(Texto fornecido)
Arquivo

O sucesso de “O Coveiro”

Coisas…

Fiquei muito surpreendido com o sucesso do meu escrito de há 15 dias.

Acontece frequentemente ser abordado por pessoas que comigo trabalham no hospital e que comentam ligeira e brevemente um ou outro texto que produzo. Mas a coisa desta vez bateu todos os meus modestos recordes. Confesso que passei duas semaninhas bem consolado com afagos do tipo “adorei”, “fartei-me de rir” (apesar daquilo não ter pretendido ser um texto cómico), “bestial”, “a horas!” e outros mimos do mesmo calibre. Ora, isto deu-me que pensar.

(Dados fornecidos)
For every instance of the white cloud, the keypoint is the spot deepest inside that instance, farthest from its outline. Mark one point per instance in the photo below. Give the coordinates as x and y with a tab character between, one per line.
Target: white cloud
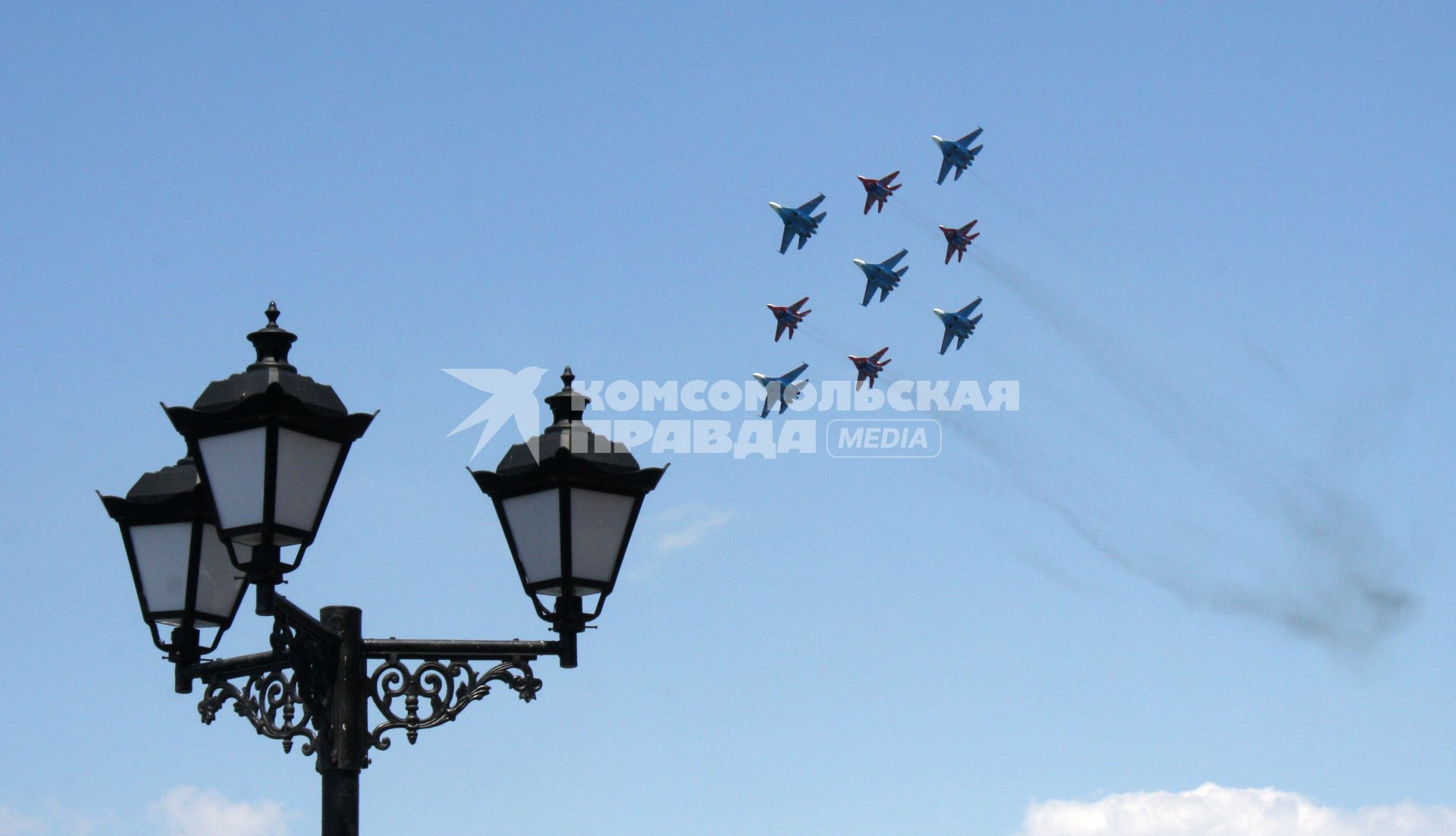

(Tarefas)
- 1) Reescreva o trecho do texto fornecido que começa nas palavras "Fiquei muito surpreendido" e vai até "deu-me que pensar.", trocando "hospital" por "escritório".
- 2) Liste todas as expressões elogiosas entre aspas que, segundo o texto fornecido, foram ouvidas sobre o escrito.
A listagem não entra em nada disto.

(Respostas)
- 1)
Fiquei muito surpreendido com o sucesso do meu escrito de há 15 dias.

Acontece frequentemente ser abordado por pessoas que comigo trabalham no escritório e que comentam ligeira e brevemente um ou outro texto que produzo. Mas a coisa desta vez bateu todos os meus modestos recordes. Confesso que passei duas semaninhas bem consolado com afagos do tipo “adorei”, “fartei-me de rir” (apesar daquilo não ter pretendido ser um texto cómico), “bestial”, “a horas!” e outros mimos do mesmo calibre. Ora, isto deu-me que pensar.

- 2)
- “adorei”
- “fartei-me de rir”
- “bestial”
- “a horas!”